__EXERCISE REQUIREMENTS__
In the abstract of the macroalgae bioethanol review, for what kinds of biomass were the hydrolysis enzymes currently in use developed?

SELECTED TEXT below:

A Cookbook for Bioethanol from Macroalgae: Review of Selecting and Combining Processes to Enhance Bioethanol Production

TLDR: In this paper, the authors discuss the options to optimize the process parameters for steady production of bioethanol from macroalgae, such as alginate, sulphated polysaccharides, carrageenan, mannitol and agar.

Abstract: The depletion of fossil reserves and environmental challenges associated with fossil fuels are major drivers of the search for sustainable renewable energy sources. Bioethanol production from macroalgae is one of the promising alternatives to reduce use of fossil fuels and achieve energy security and ecological sustainability. The purpose of this review is to critically discuss the options to optimize the process parameters for steady production of bioethanol from macroalgae. A comprehensive literature review reveals that bioethanol production from macroalgae not only depends on the macroalgae type but also on the selection of pretreatment, hydrolysis, and fermentation options. Unlike the first- and second-generation feedstocks, macroalgae contains low concentrations of glucans. Thus high bioethanol concentration cannot be achieved by converting only glucans. Therefore, it is important to produce bioethanol from other carbohydrate components of macroalgae, such as alginate, sulphated polysaccharides, carrageenan, mannitol, and agar. The selection of the right hydrolysing agents (e.g., enzyme and/or acid) and steps to minimize formation of inhibitors during the process were found to be important factors affecting the efficiency of hydrolysis process. The hydrolysis enzymes currently used were developed for lignocellulosic and starch-based biomass, not for macroalgae, which is different in polysaccharide structure and composition. Also, the lack of appropriate fermenting microorganisms capable of converting heterogeneous monomeric sugars in macroalgae is a major factor limiting bioethanol yield during the fermentation process. This review systematically discusses the implications of selecting different macroalgae types. The optimization of process parameters of different bioethanol production steps such as pretreatments, hydrolysis, and fermentation is discussed. It can be concluded that high bioethanol yield can be achieved by considering macroalgae type and composition, selecting appropriate pretreatment, hydrolysis, and fermenting microbes, and with effective bioethanol purification.

End of SELECTED TEXT.
SOURCE DATA below:

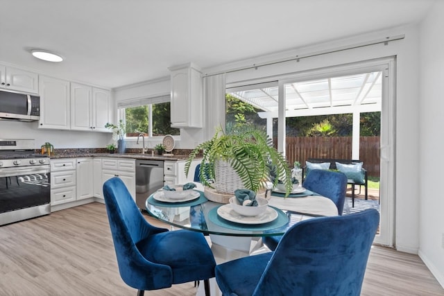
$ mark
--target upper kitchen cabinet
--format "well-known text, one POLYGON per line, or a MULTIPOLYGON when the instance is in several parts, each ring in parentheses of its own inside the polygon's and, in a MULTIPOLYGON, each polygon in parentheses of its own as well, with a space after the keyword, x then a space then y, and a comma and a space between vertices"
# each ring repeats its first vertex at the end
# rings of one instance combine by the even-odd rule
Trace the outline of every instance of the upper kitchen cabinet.
POLYGON ((110 92, 79 83, 71 83, 71 129, 109 132, 111 120, 110 92))
POLYGON ((40 128, 69 130, 69 82, 40 76, 40 128))
POLYGON ((171 127, 202 128, 201 72, 193 63, 172 67, 171 127))
POLYGON ((94 130, 110 132, 105 128, 108 122, 112 122, 112 102, 109 90, 92 88, 92 123, 94 130))
POLYGON ((38 94, 38 75, 0 64, 0 88, 38 94))

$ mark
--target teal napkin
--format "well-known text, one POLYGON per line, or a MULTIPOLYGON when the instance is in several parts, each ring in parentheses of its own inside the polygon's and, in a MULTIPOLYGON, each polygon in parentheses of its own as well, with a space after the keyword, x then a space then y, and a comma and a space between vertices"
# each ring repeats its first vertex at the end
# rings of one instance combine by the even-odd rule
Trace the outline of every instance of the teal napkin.
POLYGON ((234 191, 234 195, 241 204, 244 204, 245 200, 252 200, 248 207, 257 207, 257 200, 256 200, 256 193, 255 191, 252 191, 248 189, 236 189, 234 191))
POLYGON ((194 187, 196 187, 196 184, 190 182, 189 183, 187 183, 183 186, 183 190, 192 189, 194 187))
POLYGON ((162 187, 162 189, 164 190, 167 190, 169 191, 176 191, 176 189, 174 188, 170 188, 170 186, 168 185, 164 186, 163 187, 162 187))

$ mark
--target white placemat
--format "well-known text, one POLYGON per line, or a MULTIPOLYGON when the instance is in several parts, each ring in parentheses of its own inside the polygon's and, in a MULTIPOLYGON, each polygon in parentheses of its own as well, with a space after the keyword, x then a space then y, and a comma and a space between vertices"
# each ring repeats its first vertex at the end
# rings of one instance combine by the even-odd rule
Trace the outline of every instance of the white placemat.
POLYGON ((332 200, 319 195, 300 198, 283 198, 271 196, 268 204, 282 210, 321 216, 337 216, 338 209, 332 200))

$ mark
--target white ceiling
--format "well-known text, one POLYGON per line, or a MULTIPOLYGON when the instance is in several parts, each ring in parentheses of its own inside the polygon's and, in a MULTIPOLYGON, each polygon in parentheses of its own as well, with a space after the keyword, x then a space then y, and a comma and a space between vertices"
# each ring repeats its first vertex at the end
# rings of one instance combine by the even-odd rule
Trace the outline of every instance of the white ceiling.
POLYGON ((434 1, 0 0, 0 61, 112 88, 418 22, 434 1))

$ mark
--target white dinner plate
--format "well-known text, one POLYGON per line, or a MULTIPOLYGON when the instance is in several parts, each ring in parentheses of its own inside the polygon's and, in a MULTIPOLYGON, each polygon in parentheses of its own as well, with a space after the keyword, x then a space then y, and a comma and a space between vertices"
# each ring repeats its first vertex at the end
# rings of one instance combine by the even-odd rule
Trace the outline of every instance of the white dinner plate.
POLYGON ((153 194, 153 198, 160 202, 183 202, 199 198, 200 193, 194 190, 189 191, 189 194, 182 198, 169 198, 165 197, 163 191, 156 191, 153 194))
MULTIPOLYGON (((290 194, 302 193, 306 190, 307 189, 305 189, 304 187, 300 186, 296 188, 296 189, 293 189, 293 191, 290 192, 290 194)), ((278 189, 277 188, 275 188, 274 189, 273 189, 273 191, 275 192, 279 192, 280 193, 286 193, 284 190, 280 190, 280 189, 278 189)))
POLYGON ((278 214, 273 208, 268 207, 266 210, 260 215, 253 217, 242 216, 237 213, 231 204, 224 204, 217 209, 217 214, 228 221, 240 224, 264 224, 271 222, 278 218, 278 214))
POLYGON ((165 146, 165 151, 171 152, 174 149, 174 138, 171 134, 167 134, 164 137, 164 139, 162 143, 165 146))

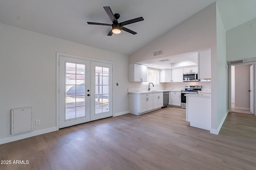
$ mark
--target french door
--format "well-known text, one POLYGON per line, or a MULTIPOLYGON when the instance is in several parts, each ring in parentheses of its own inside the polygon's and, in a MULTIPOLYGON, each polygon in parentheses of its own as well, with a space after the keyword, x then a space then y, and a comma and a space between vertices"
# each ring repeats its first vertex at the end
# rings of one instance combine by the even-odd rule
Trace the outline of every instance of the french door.
POLYGON ((112 64, 59 57, 59 127, 112 116, 112 64))

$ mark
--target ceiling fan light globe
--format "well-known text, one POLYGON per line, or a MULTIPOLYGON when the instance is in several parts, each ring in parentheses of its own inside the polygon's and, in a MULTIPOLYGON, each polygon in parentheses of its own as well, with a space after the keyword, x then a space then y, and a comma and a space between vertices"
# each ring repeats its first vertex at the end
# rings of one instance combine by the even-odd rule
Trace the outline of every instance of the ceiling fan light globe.
POLYGON ((118 28, 114 28, 112 29, 112 32, 114 33, 119 34, 121 33, 121 29, 118 28))

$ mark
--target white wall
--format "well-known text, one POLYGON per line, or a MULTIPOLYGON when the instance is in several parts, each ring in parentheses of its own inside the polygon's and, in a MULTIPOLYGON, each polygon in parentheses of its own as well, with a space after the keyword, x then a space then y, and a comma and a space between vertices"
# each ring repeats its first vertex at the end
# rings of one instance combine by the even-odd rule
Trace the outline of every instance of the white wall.
POLYGON ((2 24, 0 35, 0 144, 56 129, 57 52, 114 63, 114 114, 128 110, 128 56, 2 24), (11 135, 10 109, 27 106, 41 125, 11 135))
POLYGON ((256 57, 256 18, 226 32, 227 61, 256 57))
MULTIPOLYGON (((214 94, 214 96, 212 95, 212 107, 214 108, 214 113, 216 113, 217 116, 212 114, 212 128, 213 131, 214 130, 214 129, 217 129, 218 133, 228 113, 229 91, 228 72, 226 57, 226 30, 217 6, 216 23, 217 57, 215 61, 216 63, 215 68, 212 69, 211 74, 212 78, 213 74, 214 79, 216 78, 214 80, 212 79, 212 92, 214 90, 213 89, 216 90, 216 93, 214 94), (213 86, 213 82, 214 82, 213 86), (215 94, 217 95, 215 96, 215 94), (216 109, 217 109, 216 112, 215 112, 216 109)), ((213 111, 212 109, 212 111, 213 111)), ((213 131, 212 132, 216 133, 213 131)))
POLYGON ((231 66, 231 102, 235 102, 235 66, 231 66))

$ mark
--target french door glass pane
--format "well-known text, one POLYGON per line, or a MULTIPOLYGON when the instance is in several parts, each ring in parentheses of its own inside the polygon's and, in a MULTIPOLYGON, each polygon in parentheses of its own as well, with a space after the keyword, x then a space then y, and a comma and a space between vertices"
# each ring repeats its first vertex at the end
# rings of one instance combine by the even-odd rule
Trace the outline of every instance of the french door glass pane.
POLYGON ((109 68, 95 66, 95 114, 109 111, 109 68))
POLYGON ((85 64, 66 63, 65 120, 85 116, 85 64))

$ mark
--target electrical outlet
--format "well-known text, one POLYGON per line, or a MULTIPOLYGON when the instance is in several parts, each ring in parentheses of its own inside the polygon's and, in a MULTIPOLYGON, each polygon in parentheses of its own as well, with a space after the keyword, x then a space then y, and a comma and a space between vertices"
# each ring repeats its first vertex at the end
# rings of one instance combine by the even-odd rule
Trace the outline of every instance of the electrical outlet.
POLYGON ((36 126, 40 125, 40 120, 36 120, 36 126))

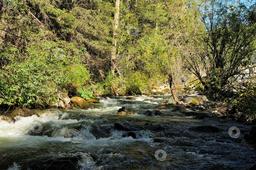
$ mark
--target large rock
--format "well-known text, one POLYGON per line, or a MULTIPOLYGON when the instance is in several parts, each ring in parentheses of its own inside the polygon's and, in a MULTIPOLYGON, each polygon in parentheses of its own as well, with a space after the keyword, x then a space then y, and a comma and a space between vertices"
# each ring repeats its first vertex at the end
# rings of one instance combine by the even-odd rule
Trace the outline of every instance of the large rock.
POLYGON ((144 129, 143 127, 134 125, 128 124, 122 124, 118 122, 114 123, 116 129, 124 131, 141 131, 144 129))
POLYGON ((135 98, 134 97, 127 97, 126 98, 125 98, 125 99, 126 100, 135 100, 135 98))
POLYGON ((76 107, 85 109, 93 108, 86 100, 80 97, 73 97, 70 100, 76 107))
POLYGON ((25 108, 17 108, 11 113, 11 115, 13 118, 18 116, 21 117, 28 117, 33 115, 36 115, 38 117, 40 116, 36 112, 25 108))
POLYGON ((8 117, 5 116, 0 116, 0 120, 6 121, 9 123, 14 123, 16 121, 15 119, 12 117, 8 117))
POLYGON ((250 143, 256 143, 256 126, 252 127, 249 133, 245 134, 244 138, 250 143))
POLYGON ((122 115, 123 116, 130 115, 131 114, 125 112, 120 112, 117 113, 118 115, 122 115))
POLYGON ((69 138, 80 137, 81 136, 80 132, 76 129, 67 127, 56 130, 52 134, 52 136, 53 137, 64 137, 65 138, 69 138))
POLYGON ((157 131, 162 130, 162 127, 160 124, 157 124, 152 126, 147 126, 144 127, 146 129, 148 129, 150 131, 157 131))
POLYGON ((200 102, 201 104, 204 104, 204 103, 209 101, 209 100, 205 96, 196 95, 192 96, 188 96, 187 97, 183 98, 181 99, 181 101, 185 103, 189 103, 191 102, 193 100, 196 98, 200 102))
POLYGON ((158 110, 147 110, 142 113, 143 115, 147 116, 164 116, 164 114, 158 110))
POLYGON ((97 99, 93 99, 93 98, 91 98, 89 99, 88 100, 86 100, 86 101, 88 102, 89 103, 99 103, 100 102, 98 100, 97 100, 97 99))
POLYGON ((240 123, 244 123, 245 122, 247 121, 247 118, 248 117, 247 115, 246 115, 243 113, 242 113, 239 115, 238 118, 237 118, 237 120, 236 120, 236 122, 240 123))
POLYGON ((211 113, 207 112, 196 112, 186 110, 179 111, 187 116, 193 116, 194 118, 204 118, 203 117, 210 118, 213 116, 211 113))
POLYGON ((163 109, 167 109, 167 108, 166 108, 166 107, 164 106, 157 106, 156 109, 159 109, 159 110, 163 110, 163 109))
POLYGON ((161 92, 156 92, 155 93, 155 94, 160 94, 160 95, 163 95, 164 94, 163 93, 161 92))
POLYGON ((196 126, 190 129, 190 130, 194 131, 200 131, 202 132, 216 132, 221 131, 217 127, 211 126, 196 126))
POLYGON ((118 110, 118 112, 119 113, 121 112, 124 112, 127 114, 133 114, 133 110, 130 108, 128 108, 126 107, 123 107, 122 108, 119 109, 118 110))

End of SOURCE DATA.

__SOLUTION TO THIS EXERCISE__
They were developed for lignocellulosic and starch-based biomass, not for macroalgae.